___ Supplied passage ___
Upon arrest, migrants are bound for a criminal justice system that is seriously stacked against them. A key element of the system is the court hearing known as Operation Streamline. This is a program of en masse, fast track prosecution of immigrants that was begun in 2005. In Tucson, up to 70 people appear together in court each weekday, shackled in chains on their hands, feet, and around their waists. In order to avoid a felony charge, they are all advised by court-appointed private attorneys to plead guilty to a lesser charge and that is exactly what they do, lined up 8-10 at a time in front of the judge. All of the defendants receive sentences of between 30 and 180 days in prison. Operation Streamline defendants serve their sentences in publicly and privately operated federal prisons throughout the country. Frequently they are sent to a prison located far from their family and community. This is normally followed by deportation. From start to finish, it is a travesty of justice.
Approximately 700,000 people have been prosecuted for illegal entry or re-entry, through Streamline or other prosecutions, since Operation Streamline began. Almost 70,000 migrants were criminally prosecuted at the border during federal fiscal year 2015 alone.
___ Information provided ___
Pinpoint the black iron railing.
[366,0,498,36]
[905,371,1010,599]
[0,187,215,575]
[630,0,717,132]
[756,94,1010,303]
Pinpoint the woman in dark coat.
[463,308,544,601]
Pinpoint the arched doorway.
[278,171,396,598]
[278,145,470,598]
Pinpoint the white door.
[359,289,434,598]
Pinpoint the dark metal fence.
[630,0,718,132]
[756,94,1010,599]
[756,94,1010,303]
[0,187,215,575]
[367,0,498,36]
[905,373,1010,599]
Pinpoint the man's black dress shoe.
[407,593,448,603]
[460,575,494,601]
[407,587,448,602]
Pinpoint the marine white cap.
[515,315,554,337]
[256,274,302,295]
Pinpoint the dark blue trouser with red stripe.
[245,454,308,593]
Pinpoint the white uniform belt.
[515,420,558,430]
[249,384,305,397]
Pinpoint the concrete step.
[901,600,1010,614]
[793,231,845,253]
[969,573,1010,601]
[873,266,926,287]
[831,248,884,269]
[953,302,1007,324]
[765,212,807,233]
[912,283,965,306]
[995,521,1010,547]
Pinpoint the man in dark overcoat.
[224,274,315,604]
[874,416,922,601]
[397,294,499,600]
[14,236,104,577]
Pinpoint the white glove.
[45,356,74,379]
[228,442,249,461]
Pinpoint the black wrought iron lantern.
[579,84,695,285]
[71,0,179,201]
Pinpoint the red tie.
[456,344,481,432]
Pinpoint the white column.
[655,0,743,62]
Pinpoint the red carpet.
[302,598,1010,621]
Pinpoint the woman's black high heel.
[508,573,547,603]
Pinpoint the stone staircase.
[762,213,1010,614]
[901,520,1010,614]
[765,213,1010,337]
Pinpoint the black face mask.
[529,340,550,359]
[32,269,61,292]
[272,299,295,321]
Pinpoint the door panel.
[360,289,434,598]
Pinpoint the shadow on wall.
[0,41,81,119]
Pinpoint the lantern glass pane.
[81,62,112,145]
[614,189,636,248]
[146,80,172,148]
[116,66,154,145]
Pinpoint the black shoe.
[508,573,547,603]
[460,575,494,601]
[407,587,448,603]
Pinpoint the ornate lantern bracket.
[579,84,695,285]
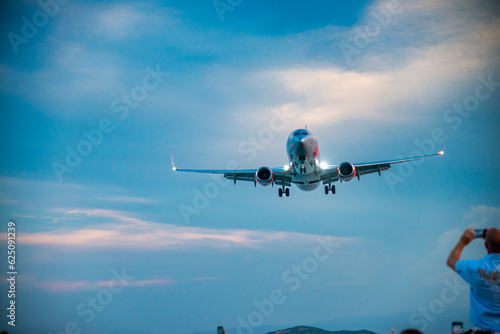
___
Set exercise 1
According to the Operation Streamline passage, how many people appear together in court each weekday in Tucson?
Set exercise 2
Carry the passage on Operation Streamline forward from its final sentence.

Exercise output 1
Up to 70 people.

Exercise output 2
And to what end? The official reason given for this huge system of military occupation, kangaroo judiciary process, and mass incarceration is deterrence – to stop people from migrating to the U.S. from Mexico and Central America. But no one we met during this delegation thinks that it is actually serving that purpose. While there is currently a dip in the numbers of people risking their lives and freedom in coming across the border, this is largely thought to be a factor of economic realities – fewer jobs on the U.S. side, more jobs in the maquiladoras on the Mexican side.
As long as the root causes for the migration remain in place, the migration will undoubtedly continue. These causes are well known. People come because they are poor and hungry, primarily as a result of the wreckage to their livelihoods brought on by NAFTA and CAFTA. They come because of the violence they have endured from repressive governments armed and supported by the U.S., from cartels involved in the trafficking of drugs, guns, and people, and from local gangs that have grown out of the criminal and impoverished environments in their home countries.
They also come because they have been separated from their families and loved ones after being caught up in the avalanche of deportations now taking place in the U.S. The Department of Homeland Security data show that the Obama administration deported a record 438,421 unauthorized immigrants in fiscal year 2013, continuing a streak of stepped up enforcement that has resulted in more than two million deportations since Obama took office.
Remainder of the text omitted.